Source text:

![PyData_logo](./static/pydata-logo-madrid-2016.png)

# Embrace conda packages

## The build system we always needed, but never deserved

###### Juan Luis Cano Rodríguez
###### Madrid, 2016-04-08

## Outline

* Introduction
* Motivation: What brought us here?
* Our first conda package
* Some more tricks
* Working with other languages
* conda-forge: a community repository
* Limitations and future work
* Conclusions

## Who is this guy?



* _Almost_ **Aerospace Engineer**
* Quant Developer for BBVA at Indizen (yeah, lots of Python there!)
* Writer and furious tweeter at **Pybonacci**
* Chair ~~and BDFL~~ of **Python España**
* Co-creator and charismatic leader of **AeroPython** (\*not the Lorena Barba course)
* _When time permits (rare) [writes some open source Python code](https://github.com/Juanlu001/)_

You know, I've been giving talks on Python and its scientific ecosystem for about three years now... And I always write this bit there, that "Almost" word in italics before my background. You may reasonably wonder now what the heck I've been doing all these years to always introduce myself as an "almost" Aerospace Engineer, right? Well, I promise that I'm taking the required steps to graduate not later than this Autumn, but anyway this talk reflects one of the severe pains I've been going through while carrying my final project.

Exercise input:
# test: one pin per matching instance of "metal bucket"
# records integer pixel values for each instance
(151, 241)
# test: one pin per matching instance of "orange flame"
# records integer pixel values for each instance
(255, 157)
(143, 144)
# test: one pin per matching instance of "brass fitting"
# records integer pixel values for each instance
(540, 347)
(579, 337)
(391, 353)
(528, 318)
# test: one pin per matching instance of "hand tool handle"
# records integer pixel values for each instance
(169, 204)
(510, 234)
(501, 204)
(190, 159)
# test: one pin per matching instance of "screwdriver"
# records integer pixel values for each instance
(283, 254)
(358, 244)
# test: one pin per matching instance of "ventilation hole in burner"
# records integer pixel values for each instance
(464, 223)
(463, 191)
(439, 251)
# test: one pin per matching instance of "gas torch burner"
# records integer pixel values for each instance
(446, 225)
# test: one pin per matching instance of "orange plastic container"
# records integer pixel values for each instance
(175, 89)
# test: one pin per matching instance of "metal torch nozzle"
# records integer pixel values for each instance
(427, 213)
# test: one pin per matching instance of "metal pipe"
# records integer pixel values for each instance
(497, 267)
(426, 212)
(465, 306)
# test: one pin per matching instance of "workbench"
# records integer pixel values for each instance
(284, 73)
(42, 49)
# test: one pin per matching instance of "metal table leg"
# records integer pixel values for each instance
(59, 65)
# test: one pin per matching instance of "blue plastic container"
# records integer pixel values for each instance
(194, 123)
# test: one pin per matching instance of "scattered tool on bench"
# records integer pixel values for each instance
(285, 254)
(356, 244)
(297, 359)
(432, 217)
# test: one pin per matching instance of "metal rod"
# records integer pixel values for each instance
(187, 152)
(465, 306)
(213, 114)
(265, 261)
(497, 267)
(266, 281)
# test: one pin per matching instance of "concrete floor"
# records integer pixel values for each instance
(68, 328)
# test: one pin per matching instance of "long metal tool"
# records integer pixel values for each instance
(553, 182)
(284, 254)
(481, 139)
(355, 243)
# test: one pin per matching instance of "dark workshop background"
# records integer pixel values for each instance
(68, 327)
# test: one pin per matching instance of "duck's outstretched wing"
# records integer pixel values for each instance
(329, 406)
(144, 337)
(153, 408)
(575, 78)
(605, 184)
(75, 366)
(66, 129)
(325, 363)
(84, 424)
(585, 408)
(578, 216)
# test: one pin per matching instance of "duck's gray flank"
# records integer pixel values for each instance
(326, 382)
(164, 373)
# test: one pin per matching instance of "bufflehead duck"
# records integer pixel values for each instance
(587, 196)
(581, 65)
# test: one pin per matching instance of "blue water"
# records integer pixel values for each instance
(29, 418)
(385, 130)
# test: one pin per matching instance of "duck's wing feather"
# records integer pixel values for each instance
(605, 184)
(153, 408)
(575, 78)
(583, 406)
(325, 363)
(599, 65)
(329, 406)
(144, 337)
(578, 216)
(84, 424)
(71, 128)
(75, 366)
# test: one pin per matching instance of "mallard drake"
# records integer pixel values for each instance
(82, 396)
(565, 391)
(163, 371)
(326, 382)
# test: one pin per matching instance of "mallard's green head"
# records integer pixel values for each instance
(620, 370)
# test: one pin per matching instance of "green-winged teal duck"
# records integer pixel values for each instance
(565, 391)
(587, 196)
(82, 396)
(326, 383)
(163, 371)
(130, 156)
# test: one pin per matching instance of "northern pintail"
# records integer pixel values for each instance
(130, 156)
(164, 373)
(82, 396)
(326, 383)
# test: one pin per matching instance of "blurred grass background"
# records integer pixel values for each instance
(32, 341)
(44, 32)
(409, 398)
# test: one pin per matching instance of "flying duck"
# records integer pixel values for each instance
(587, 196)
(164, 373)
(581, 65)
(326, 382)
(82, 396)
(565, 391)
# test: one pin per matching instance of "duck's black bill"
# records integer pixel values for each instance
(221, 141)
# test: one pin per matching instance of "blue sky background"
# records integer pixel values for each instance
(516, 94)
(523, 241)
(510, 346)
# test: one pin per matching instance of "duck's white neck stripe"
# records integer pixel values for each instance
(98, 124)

Given request A: According to the conda talk, in which city and on what date was it presented?
Given request B: Pick out every line of the listing that contains the string "background".
The conda talk and the listing are unrelated to each other.

Exercise result A: It was presented in Madrid on 2016-04-08.

Exercise result B:
# test: one pin per matching instance of "dark workshop background"
# test: one pin per matching instance of "blurred grass background"
# test: one pin per matching instance of "blue sky background"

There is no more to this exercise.